Every entry must be duplicated word for word.

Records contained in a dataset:
━━━━

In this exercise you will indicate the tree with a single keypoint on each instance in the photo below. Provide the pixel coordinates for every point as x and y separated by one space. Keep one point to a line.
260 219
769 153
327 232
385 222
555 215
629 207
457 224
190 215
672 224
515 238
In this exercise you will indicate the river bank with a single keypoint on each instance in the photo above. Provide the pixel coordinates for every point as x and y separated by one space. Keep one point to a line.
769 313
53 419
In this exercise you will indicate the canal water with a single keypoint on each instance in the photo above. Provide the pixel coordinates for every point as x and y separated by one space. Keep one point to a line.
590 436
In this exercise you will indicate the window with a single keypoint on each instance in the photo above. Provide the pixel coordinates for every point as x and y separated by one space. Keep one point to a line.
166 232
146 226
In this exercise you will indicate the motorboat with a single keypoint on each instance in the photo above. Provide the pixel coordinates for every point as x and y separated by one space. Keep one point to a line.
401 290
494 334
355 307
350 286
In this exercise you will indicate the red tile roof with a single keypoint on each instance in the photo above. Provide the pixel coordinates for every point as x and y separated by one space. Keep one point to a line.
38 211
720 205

━━━━

◆ **Task answer**
In this exercise you will indicate the tree with a single keypoint on each instance in the photo below. Provide the pixel coordinates for every point as x and y separated by one space. Keep one point to a line.
260 219
769 153
327 232
385 222
555 215
629 207
457 224
190 215
672 224
515 238
In this exercise you will indicate the river bank with a single keypoint on each instance in the photo above. Provide the pixel coordinates for every point as x and y separated by one space. Keep one point to a line.
769 313
53 419
In this exercise you will indicate the canal water with a single keypoint on each instance in the photo above. Provide the pixel coordinates for every point as x and y separated by one space. Keep one point to a line.
590 436
In this exercise you will indicate the window with a single keypoint on each instance in the photo above. Provide the pixel coordinates for every point as x and y separated by one space. Keep one point to a line.
166 232
146 226
In this exercise you will indicate the motorboat with a single keypoint on each instance in the photo above. Provide the pixel coordinates for every point as x and y separated by one space. Keep one point to a line.
401 290
494 334
355 307
350 286
In this exercise you will indicate the red tile roof with a single keypoint on each instance in the photo above. Provide the pixel coordinates for every point as x and y separated by one space. Keep one point to a line.
38 211
720 205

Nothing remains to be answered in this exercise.